WHAT NEEDS TO BE DONE: Read the data and repeat all of it exactly.

━━━━━━━━━━━━━━━━━━━━━━━━━━━━━━

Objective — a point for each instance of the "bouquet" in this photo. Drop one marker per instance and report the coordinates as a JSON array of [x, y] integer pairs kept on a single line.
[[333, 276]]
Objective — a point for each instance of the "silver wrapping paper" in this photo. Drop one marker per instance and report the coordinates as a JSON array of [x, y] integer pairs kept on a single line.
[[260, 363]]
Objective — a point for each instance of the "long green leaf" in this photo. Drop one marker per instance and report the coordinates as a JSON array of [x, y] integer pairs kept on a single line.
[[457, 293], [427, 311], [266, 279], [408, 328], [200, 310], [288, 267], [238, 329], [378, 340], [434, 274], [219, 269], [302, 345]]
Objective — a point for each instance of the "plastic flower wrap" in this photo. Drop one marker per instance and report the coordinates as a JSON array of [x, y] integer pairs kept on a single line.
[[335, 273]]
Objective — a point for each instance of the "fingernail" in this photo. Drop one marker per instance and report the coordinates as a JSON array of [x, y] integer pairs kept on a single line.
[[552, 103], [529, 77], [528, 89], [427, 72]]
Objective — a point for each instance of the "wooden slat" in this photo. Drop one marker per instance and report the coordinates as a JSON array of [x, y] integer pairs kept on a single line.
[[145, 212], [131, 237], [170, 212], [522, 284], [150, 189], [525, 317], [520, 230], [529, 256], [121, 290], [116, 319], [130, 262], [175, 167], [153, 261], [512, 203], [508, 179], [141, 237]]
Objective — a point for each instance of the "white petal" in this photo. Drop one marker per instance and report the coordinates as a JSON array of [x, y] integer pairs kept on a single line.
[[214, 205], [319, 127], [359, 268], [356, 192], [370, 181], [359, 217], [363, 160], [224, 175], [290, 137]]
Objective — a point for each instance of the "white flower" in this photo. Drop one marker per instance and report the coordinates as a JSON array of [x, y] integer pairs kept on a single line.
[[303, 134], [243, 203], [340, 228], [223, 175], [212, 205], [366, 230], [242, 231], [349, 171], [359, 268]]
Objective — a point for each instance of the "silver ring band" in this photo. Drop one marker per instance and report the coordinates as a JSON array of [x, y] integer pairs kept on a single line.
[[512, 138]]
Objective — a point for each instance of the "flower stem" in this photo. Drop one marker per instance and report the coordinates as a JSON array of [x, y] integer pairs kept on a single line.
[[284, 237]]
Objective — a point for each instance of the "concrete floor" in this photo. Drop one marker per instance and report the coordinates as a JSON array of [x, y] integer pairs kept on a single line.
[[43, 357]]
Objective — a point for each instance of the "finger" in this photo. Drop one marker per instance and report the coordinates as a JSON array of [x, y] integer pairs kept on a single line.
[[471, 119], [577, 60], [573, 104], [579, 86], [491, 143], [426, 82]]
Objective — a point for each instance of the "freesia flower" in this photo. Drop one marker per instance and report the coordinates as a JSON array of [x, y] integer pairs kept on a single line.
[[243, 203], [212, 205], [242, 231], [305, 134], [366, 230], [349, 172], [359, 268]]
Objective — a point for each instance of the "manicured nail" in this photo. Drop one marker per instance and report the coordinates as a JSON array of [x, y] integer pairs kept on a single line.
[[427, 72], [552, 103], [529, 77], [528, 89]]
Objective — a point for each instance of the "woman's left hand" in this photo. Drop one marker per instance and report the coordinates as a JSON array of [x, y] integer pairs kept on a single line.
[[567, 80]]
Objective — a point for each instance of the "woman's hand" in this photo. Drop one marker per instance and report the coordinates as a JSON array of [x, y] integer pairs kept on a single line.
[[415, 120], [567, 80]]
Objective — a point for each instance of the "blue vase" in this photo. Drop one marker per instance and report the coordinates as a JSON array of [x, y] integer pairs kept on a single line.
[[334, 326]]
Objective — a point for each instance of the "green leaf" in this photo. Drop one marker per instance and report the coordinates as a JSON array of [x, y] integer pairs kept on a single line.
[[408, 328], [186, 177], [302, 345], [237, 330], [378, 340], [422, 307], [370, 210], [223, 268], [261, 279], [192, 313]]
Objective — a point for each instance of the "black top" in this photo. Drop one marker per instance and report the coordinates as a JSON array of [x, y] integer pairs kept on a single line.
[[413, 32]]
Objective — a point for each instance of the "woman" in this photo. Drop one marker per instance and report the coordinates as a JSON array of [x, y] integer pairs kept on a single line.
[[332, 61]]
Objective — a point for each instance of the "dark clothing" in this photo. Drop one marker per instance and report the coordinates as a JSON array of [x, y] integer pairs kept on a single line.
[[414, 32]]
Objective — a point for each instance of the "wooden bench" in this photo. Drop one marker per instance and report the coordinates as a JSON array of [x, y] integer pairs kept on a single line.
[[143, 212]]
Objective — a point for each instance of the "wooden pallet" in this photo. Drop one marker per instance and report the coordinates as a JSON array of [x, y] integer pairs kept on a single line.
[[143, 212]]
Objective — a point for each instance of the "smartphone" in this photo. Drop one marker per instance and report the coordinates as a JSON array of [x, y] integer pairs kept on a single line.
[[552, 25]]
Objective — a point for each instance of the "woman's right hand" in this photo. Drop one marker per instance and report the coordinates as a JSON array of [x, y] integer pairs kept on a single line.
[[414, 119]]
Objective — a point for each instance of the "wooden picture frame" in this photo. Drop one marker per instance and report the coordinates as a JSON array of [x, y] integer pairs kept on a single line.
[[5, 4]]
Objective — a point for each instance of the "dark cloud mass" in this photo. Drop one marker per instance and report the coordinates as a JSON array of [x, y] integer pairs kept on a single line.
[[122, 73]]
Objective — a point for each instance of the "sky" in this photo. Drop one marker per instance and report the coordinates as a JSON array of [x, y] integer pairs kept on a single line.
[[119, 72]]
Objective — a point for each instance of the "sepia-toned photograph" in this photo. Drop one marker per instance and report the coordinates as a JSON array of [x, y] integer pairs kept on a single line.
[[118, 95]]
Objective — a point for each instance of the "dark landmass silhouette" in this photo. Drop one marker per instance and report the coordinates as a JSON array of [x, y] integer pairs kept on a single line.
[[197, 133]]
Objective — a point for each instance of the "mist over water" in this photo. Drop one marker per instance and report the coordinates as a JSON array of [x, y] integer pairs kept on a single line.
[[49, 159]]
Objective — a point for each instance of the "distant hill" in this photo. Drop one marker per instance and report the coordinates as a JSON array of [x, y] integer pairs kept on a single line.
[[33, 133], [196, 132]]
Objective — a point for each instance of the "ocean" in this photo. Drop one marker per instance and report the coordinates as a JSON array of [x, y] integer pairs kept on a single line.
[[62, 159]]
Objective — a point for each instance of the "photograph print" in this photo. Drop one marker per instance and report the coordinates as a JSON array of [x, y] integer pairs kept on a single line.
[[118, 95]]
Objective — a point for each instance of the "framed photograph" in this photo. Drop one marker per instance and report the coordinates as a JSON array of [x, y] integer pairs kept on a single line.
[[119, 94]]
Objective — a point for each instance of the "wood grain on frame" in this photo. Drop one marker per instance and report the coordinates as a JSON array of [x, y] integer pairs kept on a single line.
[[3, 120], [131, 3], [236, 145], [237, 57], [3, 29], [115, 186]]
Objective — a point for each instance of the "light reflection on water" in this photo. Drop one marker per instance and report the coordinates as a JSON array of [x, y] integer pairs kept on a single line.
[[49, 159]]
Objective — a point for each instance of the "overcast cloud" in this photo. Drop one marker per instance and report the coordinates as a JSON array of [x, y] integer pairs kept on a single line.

━━━━━━━━━━━━━━━━━━━━━━━━━━━━━━

WRITTEN REPLY:
Objective — a point for each instance of the "bouquet" in this photo. Drop one marker per instance and report the coordinates as a JSON array of [x, y] integer pairs kept on a single line.
[[333, 276]]
Objective — a point for each instance of the "silver wrapping paper" in this photo. Drop one marker per instance and report the coordinates as a JSON array of [x, y] integer pairs kept on a single line.
[[260, 363]]
Objective — a point for each instance of the "long green leaf" in this photo. Drop one marker per instance and report the coordinates as a JSON array of [x, y] integer pairs kept on a single line.
[[457, 293], [427, 311], [266, 279], [408, 328], [200, 310], [288, 267], [238, 329], [378, 340], [434, 274], [219, 269], [302, 345]]
Objective — a point for each instance of the "plastic flower wrap" in this photo. Drop one marker per instance and report the coordinates as a JSON array of [x, y] integer pairs kept on a single line.
[[335, 273]]
Objective — a point for each instance of the "fingernail" in this photo. Drop one marker per instance and report the coordinates as a JSON array of [x, y] integer pairs kept on a single line.
[[552, 103], [529, 77], [528, 89], [427, 72]]
Objective — a point for each instance of the "wooden slat" in this photo. Drop one marker per instance and report the coordinates as a JSON array of [x, y] integer pairs kept on a single line.
[[145, 212], [131, 237], [170, 212], [522, 284], [150, 189], [525, 317], [520, 230], [529, 256], [121, 290], [116, 319], [130, 262], [175, 167], [153, 261], [512, 203], [508, 179], [141, 237]]
Objective — a point for each instance of the "white petal" in this photo. Drop one marker per instance and report the coordinates as a JSON array of [x, y] integer pairs kept on a single line.
[[214, 205], [319, 127], [359, 268], [356, 192], [370, 181], [359, 217], [363, 160], [224, 175], [290, 137]]
Objective — a point for each instance of the "white flower" in this photo. Drop one marker per instance and report the coordinates as a JSON array of [x, y] integer pairs kept on a single line.
[[303, 134], [243, 203], [340, 228], [223, 175], [212, 205], [366, 230], [242, 231], [349, 171], [359, 268]]
Objective — a point for each instance of the "silver ring band" in this photo. Drop one marker per instance and report the coordinates as a JSON array of [x, y] integer pairs kept on a single line.
[[512, 138]]
Objective — a point for each instance of the "flower stem" in this photo. Drop one marker per instance and report the coordinates as a JSON array of [x, y] integer pairs kept on a single line.
[[284, 237]]
Objective — a point for each instance of the "concrete floor" in this photo. Drop one marker per instance and report the coordinates as a JSON array of [x, y] integer pairs kept on a single line.
[[43, 357]]
Objective — a point for each instance of the "finger" in this photo. Drop one marker per instance and report the coordinates as a JSON array of [x, y] integer pairs kept on a single line.
[[471, 119], [577, 60], [573, 104], [579, 86], [491, 143], [426, 82]]
Objective — a point for each instance of the "freesia flower" in this photo. Drop one marker per instance and report the coordinates as a JSON array of [x, y] integer pairs kept on a single line.
[[243, 203], [212, 205], [242, 231], [305, 134], [366, 230], [349, 172], [359, 268]]
Objective — a point for each instance of the "manicured nail" in this photo. Drop one marker per instance and report the coordinates as a JSON array of [x, y] integer pairs kept on a single line.
[[427, 72], [552, 103], [529, 77], [528, 89]]
Objective — a point for each instance of the "woman's left hand" in this photo. Drop one marker per instance and report the coordinates as a JSON array of [x, y] integer pairs kept on a single line.
[[567, 80]]
Objective — a point for each instance of the "woman's hand" in this photo. Drop one marker per instance and report the coordinates as a JSON array of [x, y] integer pairs kept on a single line.
[[415, 120], [567, 80]]
Objective — a point for each instance of the "blue vase" in this photo. Drop one marker per instance and report the coordinates as a JSON array of [x, y] integer pairs kept on a single line.
[[334, 326]]
Objective — a point for each instance of the "green leaf" in this photo. Drop one marker per instance and report the coordinates as a JSON array of [x, y] integer pairs kept on a single line.
[[408, 328], [186, 177], [302, 345], [237, 330], [378, 340], [422, 307], [370, 210], [223, 268], [261, 279], [192, 313]]
Objective — a point for each instance of the "black top" in this photo. Drop one marker per instance and report the coordinates as a JSON array of [x, y] integer pairs kept on a single line.
[[413, 32]]
Objective — a point for each instance of the "woman" in this photo. Drop one marker per instance and report the coordinates as a JSON array of [x, y] integer pairs kept on a single line.
[[332, 61]]
Objective — a point for each instance of the "dark clothing" in this photo. Drop one marker per instance and report the coordinates as a JSON array of [x, y] integer pairs kept on a single line.
[[414, 32]]
Objective — a point for each instance of the "wooden bench" in this photo. Drop one marker per instance and report the coordinates as a JSON array of [x, y] integer pairs kept on a single line.
[[143, 212]]
Objective — a point for each instance of the "wooden pallet" in this photo. Drop one marker per instance and report the coordinates as a JSON array of [x, y] integer pairs kept on a single line.
[[143, 212]]
Objective — a point for each instance of the "smartphone" in this photo. Drop one marker per instance and report the coordinates as a JSON array of [x, y] integer pairs kept on a single line.
[[552, 25]]
Objective — a point for each instance of the "woman's right hand" in this photo. Drop one marker per instance and report the coordinates as a JSON array of [x, y] integer pairs kept on a single line.
[[414, 119]]
Objective — a point for each instance of the "wooden picture frame" in this photo. Drop one marker per instance and report the coordinates as a JSON array of [x, y] integer pairs kept on a single line.
[[5, 4]]
Objective — a point for each instance of the "dark cloud mass" in this photo. Drop one marker per instance and report the coordinates as a JSON array of [x, y] integer pairs kept on a single line.
[[122, 73]]
Objective — a point for each instance of the "sky" in this photo. Drop one marker per instance and report the coordinates as a JSON array of [x, y] integer pairs kept on a single line.
[[119, 72]]
Objective — a point for each instance of the "sepia-toned photograph" in this photo. Drop one marker per instance and report the coordinates as a JSON array of [x, y] integer pairs kept on a single line.
[[118, 95]]
Objective — a point for each instance of the "dark landmass silhouette" in this photo. Drop one marker per instance and report the coordinates as a JSON array of [x, y] integer pairs kept on a single line.
[[197, 133]]
Objective — a point for each instance of the "mist over water" in this photo. Drop one marker per instance and report the coordinates as a JSON array of [x, y] integer pairs kept on a single line.
[[49, 159]]
Objective — a point for each instance of the "distant hill" in this photo. Drop one marker per instance and report the coordinates as a JSON array of [x, y] integer pairs kept on a single line.
[[33, 133], [196, 132]]
Objective — a point for each instance of the "ocean" in this photo. Drop one marker per instance and report the coordinates as a JSON array of [x, y] integer pairs kept on a single line.
[[62, 159]]
Objective — a point for each instance of the "photograph print" in this photo. Drop one marker per instance and report the coordinates as a JSON array of [x, y] integer pairs kept on a single line.
[[118, 95]]
Objective — a point for each instance of the "framed photograph" in this photo. Drop one marker per instance and report the coordinates as a JSON array of [x, y] integer pairs kept on a single line.
[[119, 94]]
Objective — a point for each instance of the "wood grain on frame" in this photo. Drop one marker per instance and report the coordinates as a JSON array of [x, y] integer pairs kept on a single line.
[[3, 120], [131, 3], [236, 145], [237, 57], [3, 29], [115, 186]]
Objective — a point for each instance of the "light reflection on water" in this photo. Drop one marker per instance and report the coordinates as a JSON array of [x, y] integer pairs kept on a single line.
[[49, 159]]
Objective — a point for each instance of the "overcast cloud" in this photo. Drop one marker per instance and report the coordinates as a JSON array of [x, y] integer pairs kept on a single line.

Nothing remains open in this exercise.